| Data lines |
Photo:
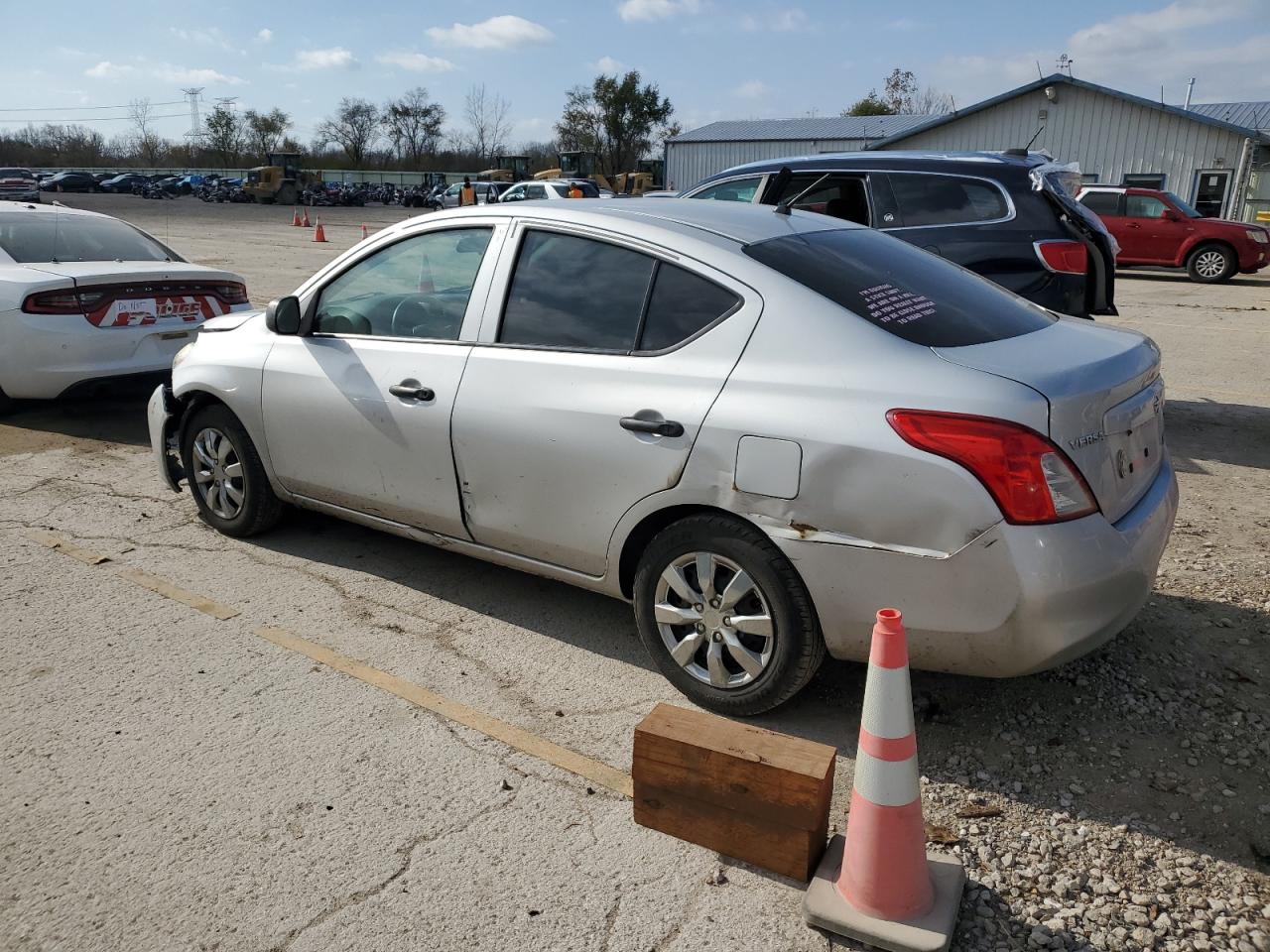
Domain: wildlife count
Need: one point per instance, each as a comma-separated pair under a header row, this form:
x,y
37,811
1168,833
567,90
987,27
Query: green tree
x,y
264,131
616,118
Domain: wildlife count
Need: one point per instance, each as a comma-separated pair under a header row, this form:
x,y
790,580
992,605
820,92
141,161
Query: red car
x,y
1159,227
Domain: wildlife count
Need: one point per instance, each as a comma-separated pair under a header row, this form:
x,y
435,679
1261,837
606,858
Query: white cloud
x,y
607,64
788,21
334,59
187,76
634,10
416,62
109,70
495,33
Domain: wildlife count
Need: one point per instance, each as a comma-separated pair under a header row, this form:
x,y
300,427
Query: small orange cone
x,y
878,884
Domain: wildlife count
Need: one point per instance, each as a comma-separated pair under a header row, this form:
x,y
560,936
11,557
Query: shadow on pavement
x,y
39,425
1107,737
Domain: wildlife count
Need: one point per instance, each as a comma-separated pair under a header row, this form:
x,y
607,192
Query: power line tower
x,y
195,123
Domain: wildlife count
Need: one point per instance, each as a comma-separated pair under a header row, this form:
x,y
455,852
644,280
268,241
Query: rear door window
x,y
945,199
899,289
1101,202
683,304
733,190
575,294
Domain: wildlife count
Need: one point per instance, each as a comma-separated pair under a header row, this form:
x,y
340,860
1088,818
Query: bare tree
x,y
149,144
486,121
413,125
353,127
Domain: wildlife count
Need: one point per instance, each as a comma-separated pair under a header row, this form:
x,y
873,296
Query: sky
x,y
714,60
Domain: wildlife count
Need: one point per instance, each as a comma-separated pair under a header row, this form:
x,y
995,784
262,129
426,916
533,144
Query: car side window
x,y
945,199
683,303
1101,202
1143,207
734,190
575,294
413,289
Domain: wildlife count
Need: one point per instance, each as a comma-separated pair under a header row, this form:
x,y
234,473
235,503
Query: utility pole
x,y
195,125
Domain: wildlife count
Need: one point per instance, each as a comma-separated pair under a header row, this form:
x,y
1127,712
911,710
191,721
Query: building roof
x,y
828,127
1252,116
1060,79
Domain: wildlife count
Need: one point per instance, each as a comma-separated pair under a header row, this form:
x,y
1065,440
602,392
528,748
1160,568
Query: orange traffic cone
x,y
878,884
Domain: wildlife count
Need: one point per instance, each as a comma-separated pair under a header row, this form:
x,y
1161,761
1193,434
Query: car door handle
x,y
658,428
411,390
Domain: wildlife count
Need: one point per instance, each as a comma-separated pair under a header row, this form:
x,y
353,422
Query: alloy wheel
x,y
218,474
714,620
1210,264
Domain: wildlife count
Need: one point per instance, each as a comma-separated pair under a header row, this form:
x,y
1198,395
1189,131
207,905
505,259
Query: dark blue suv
x,y
1008,216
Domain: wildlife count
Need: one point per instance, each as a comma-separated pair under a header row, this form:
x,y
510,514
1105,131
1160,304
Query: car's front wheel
x,y
225,474
1209,264
725,617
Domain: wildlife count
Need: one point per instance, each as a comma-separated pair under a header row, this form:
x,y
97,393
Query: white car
x,y
549,188
87,299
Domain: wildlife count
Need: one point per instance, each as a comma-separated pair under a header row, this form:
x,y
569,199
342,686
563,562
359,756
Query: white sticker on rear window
x,y
889,304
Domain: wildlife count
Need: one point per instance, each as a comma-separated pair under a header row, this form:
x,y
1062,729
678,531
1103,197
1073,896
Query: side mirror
x,y
282,316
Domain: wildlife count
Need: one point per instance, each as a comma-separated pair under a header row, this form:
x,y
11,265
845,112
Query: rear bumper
x,y
1015,601
45,357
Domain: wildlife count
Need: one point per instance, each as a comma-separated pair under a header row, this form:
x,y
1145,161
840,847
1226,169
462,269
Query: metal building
x,y
1215,157
721,145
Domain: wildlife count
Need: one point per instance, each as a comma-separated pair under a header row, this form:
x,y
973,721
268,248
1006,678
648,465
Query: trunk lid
x,y
1105,400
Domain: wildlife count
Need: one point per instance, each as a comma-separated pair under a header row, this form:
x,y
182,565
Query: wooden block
x,y
737,788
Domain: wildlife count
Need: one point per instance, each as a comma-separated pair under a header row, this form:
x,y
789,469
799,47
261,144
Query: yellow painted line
x,y
167,589
516,738
67,547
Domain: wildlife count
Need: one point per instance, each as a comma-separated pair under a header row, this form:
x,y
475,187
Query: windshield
x,y
905,291
75,238
1183,207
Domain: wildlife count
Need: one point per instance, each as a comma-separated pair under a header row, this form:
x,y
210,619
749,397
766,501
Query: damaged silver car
x,y
758,426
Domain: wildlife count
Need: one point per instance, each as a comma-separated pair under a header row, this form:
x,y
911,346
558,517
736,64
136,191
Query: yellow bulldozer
x,y
508,168
280,180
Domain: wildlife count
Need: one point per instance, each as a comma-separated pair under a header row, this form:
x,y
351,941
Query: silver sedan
x,y
758,428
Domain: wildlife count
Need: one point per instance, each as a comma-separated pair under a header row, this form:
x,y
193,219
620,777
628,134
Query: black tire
x,y
259,509
797,644
1201,264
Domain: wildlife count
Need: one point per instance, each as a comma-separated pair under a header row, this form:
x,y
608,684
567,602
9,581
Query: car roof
x,y
903,160
735,221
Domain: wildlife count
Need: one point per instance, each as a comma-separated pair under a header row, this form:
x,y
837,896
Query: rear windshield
x,y
27,236
901,289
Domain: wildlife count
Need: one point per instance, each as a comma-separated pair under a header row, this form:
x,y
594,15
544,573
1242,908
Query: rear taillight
x,y
1064,257
53,302
231,294
1029,477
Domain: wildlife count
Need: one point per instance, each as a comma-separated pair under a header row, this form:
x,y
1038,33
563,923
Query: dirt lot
x,y
177,782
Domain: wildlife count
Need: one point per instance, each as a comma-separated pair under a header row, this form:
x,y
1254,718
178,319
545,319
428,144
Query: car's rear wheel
x,y
1209,264
225,474
725,617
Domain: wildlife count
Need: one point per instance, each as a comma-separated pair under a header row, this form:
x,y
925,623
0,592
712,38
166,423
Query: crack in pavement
x,y
407,852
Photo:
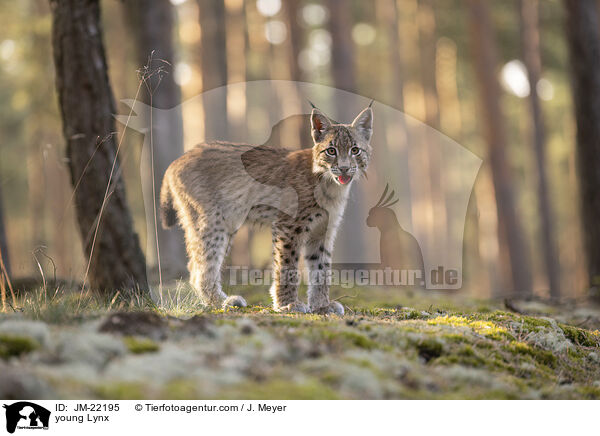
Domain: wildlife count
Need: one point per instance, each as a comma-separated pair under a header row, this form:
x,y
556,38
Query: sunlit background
x,y
423,53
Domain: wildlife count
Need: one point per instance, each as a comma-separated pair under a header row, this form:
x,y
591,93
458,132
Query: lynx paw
x,y
334,308
297,306
234,301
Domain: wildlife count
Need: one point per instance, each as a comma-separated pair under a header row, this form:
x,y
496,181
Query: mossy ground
x,y
439,347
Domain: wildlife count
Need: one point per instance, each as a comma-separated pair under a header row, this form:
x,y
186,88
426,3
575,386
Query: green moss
x,y
14,345
486,328
429,348
121,391
589,392
280,390
541,356
354,338
580,336
140,345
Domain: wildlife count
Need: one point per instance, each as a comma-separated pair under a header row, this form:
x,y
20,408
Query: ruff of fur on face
x,y
213,189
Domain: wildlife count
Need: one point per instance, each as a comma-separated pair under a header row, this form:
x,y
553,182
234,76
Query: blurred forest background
x,y
505,79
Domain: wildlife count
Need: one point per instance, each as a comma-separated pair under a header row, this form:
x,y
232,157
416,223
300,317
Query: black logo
x,y
26,415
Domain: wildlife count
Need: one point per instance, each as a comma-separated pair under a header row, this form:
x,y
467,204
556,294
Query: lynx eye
x,y
331,151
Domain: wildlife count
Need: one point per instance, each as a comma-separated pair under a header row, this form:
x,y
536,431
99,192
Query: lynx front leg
x,y
317,254
206,243
284,289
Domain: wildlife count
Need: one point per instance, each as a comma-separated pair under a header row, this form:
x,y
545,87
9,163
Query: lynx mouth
x,y
344,180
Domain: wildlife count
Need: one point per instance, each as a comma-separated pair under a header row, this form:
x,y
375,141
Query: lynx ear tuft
x,y
363,123
319,124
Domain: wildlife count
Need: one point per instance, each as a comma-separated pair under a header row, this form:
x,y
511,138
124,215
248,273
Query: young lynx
x,y
211,191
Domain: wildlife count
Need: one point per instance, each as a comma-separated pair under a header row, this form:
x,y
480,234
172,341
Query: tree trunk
x,y
87,108
151,22
213,59
344,77
3,240
292,8
584,47
530,40
342,52
509,226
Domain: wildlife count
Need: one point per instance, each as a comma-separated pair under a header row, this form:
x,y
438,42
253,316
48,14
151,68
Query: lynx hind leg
x,y
206,242
284,289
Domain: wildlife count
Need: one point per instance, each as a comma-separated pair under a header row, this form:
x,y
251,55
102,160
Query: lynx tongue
x,y
344,179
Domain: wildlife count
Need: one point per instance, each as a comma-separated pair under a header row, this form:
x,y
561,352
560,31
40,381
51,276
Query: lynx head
x,y
341,151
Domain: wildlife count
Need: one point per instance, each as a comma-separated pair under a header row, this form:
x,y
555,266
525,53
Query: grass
x,y
439,347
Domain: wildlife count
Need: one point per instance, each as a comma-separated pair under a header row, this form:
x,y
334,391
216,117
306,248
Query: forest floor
x,y
390,344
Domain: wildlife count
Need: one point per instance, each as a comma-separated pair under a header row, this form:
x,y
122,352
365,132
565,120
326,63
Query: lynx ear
x,y
319,124
363,123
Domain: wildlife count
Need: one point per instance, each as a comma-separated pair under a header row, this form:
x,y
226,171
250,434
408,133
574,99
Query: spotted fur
x,y
208,191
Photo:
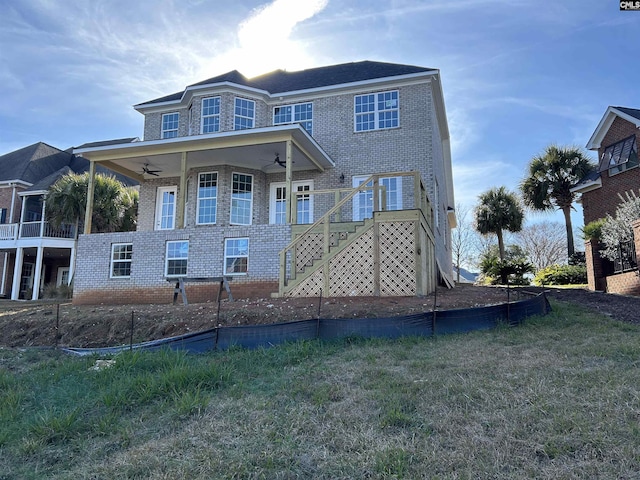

| Set problem |
Locate every line in the listing that contains the word "windshield" and copy each of those lines. Matches are case-sensitive.

| The answer |
Query: windshield
Query: rear windshield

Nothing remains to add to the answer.